Source text:
################

The United States of Captain America
Days before he was due to lend his shield to a museum exhibit, Captain America is robbed by a super-fast assailant wearing his costume. He enlists former Captain Americas Sam Wilson, Bucky Barnes, and John Walker to reclaim the stolen shield, and their pursuit leads them to the "Captains Network" - a loose collective of people protecting their communities under the mantle of Captain America. Walker is recruited by Steve Rogers in a bar having had one too many Boilermaker but he soon regains sobriety when Rogers informs him that there is a neo-fascist plot to destroy the legacy of the shield and reminds Walker that he loves his country "...more than most. Perhaps as much as I do". Together the assembled Captains past and present travel to a top secret facility where Sin, Warrior Women and a brainwashed Speed Demon are seeking to release Hate-Monger who they propose to set up as a new leader for a divided America. Walker knocks out the hypnotized Speed Demon. When Sin is captured she is confident that she will be able to resist any questioning from the likes of Rogers and his "cub scouts", that is until Walker volunteers to interrogate her, adding that he was "expelled from the cub scouts".

Sure enough Sin talks under Walkers interrogation as he reveals that he used techniques such as fear, futility, sleep adjustment, isolation, sensory deprivation, and stress positions. Captain America seems shocked at the methods used but Walker reassures him that all of the techniques are permissible under the Geneva Conventions.

Devil's Reign
It is an election year and as part of his re election campaign during the "Devil's Reign" storyline, Mayor Wilson Fisk is gunning for the superhero community, making all super-powered activity within New York City prohibited. U.S. Agent is the leader of the latest iteration of Mayor Fisk's Thunderbolts as he leads Agony, Electro II, and Rhino against Moon Knight as their first target.

################

Data:
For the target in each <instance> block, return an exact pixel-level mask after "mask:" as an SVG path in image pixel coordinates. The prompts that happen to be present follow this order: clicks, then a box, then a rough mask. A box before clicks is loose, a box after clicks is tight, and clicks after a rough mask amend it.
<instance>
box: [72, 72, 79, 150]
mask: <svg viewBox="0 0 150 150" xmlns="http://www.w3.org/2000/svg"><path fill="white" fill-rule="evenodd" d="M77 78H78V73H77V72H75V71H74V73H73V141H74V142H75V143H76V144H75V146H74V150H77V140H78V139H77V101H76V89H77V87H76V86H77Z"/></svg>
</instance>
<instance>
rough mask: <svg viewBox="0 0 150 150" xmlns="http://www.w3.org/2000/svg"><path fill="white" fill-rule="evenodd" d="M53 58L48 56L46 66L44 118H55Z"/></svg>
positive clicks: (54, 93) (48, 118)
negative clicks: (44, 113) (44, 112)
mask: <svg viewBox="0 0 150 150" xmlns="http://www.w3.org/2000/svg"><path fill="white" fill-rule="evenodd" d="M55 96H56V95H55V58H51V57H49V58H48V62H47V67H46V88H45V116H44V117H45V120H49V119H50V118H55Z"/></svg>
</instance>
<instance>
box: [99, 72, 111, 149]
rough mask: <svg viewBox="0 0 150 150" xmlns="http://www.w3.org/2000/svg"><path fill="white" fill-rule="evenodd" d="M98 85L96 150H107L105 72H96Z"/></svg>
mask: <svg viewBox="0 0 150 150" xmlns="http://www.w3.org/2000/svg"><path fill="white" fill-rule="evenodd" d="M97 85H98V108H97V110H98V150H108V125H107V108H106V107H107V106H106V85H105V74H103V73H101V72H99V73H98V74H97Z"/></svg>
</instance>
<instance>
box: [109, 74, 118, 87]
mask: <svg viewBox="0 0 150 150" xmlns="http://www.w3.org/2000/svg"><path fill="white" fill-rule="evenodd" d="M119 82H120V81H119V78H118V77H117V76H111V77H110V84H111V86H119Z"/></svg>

################

What you will do:
1. Answer these questions from the Captain America summary:
(a) What drink had Walker had too many of when Rogers recruited him?
(b) Whom does Walker knock out at the top secret facility?
(c) Which three characters does U.S. Agent lead against Moon Knight?
2. Carry the Captain America summary forward from its final sentence.
The material above comes from a separate source.

Answers by task:
1.
(a) Boilermaker
(b) The hypnotized Speed Demon
(c) Agony, Electro II, and Rhino

2.
His enlistment is seen when he enters Mayor Fisk's office at the time when Agony, Electro II, Rhino, Taskmaster, and Whiplash were present, introducing himself as "reporting for duty". U.S. Agent's pitch to Fisk to allow him to join the Thunderbolts is the fact that the criminals he has hired for the team are inevitably going to start playing by their own rules eventually. U.S. Agent promises to keep them on a short leash and make sure they play nice so that everyone stays safe and Fisk ends up looking good, adding "I don't walk the line. I don't cross the line. I AM the line". True to his word, U.S. Agent prevents the Thunderbolts from keeping diamonds stolen during a robbery they stop for themselves by beating each member single-handedly and promising to turn them into a team, threatening that anyone who thinks otherwise "is gonna find themselves under my boot". What Mayor Fisk does not know is that the U.S. Agent is secretly working with the FBI to find any incriminating evidence of any illegal activities that Mayor Fisk has committed while in office, although Agony has her suspicions about his motives.

U.S. Agent and the Thunderbolts were involved in attempting to seize the mutant Krakoan gate and tree house in Central Park on the orders of Mayor Fisk, but was stopped by a plan hatched by Emma Frost who had the tree house declared as a mutant embassy and so protected by the United Nations as sovereign mutant territory.

U.S. Agent and Agony would later encounter the Purple Child called Conviction who stated that Mayor Wilson Fisk kept her locked in Ravencroft to find a way to replicate her abilities. U.S. Agent would question the legality of Mayor Fisk's request for the Thunderbolts to hunt down the children of the Purple Man, but Fisk used the pheromone-based powers of persuasion derived from the thumb of the Purple Man located within his cane to compel U.S. Agent to follow his orders. 

U.S. Agent and the Thunderbolts locate the children of the Purple Man and seek to detain them, but the kids do not want to cooperate and seek to stop U.S. Agent with their mind-control powers. U.S. Agent was prepared for this eventuality however as the nearby Electro uses her powers to shock all of the occupants of the apartment into unconsciousness, with U.S. Agent being spared because of his insulated boots. Jessica Drew and the Champions attempt to stop U.S. Agent and the Thunderbolts but are unable to prevent the abduction of the Purple Children after the appearance of the Thunderbolts latest member Abomination.

During the fight between the heroes, the Thunderbolts, the Superior Four, and the mind-controlled crowd, Captain America faced off against a mind-controlled U.S. Agent and tried to get through to him.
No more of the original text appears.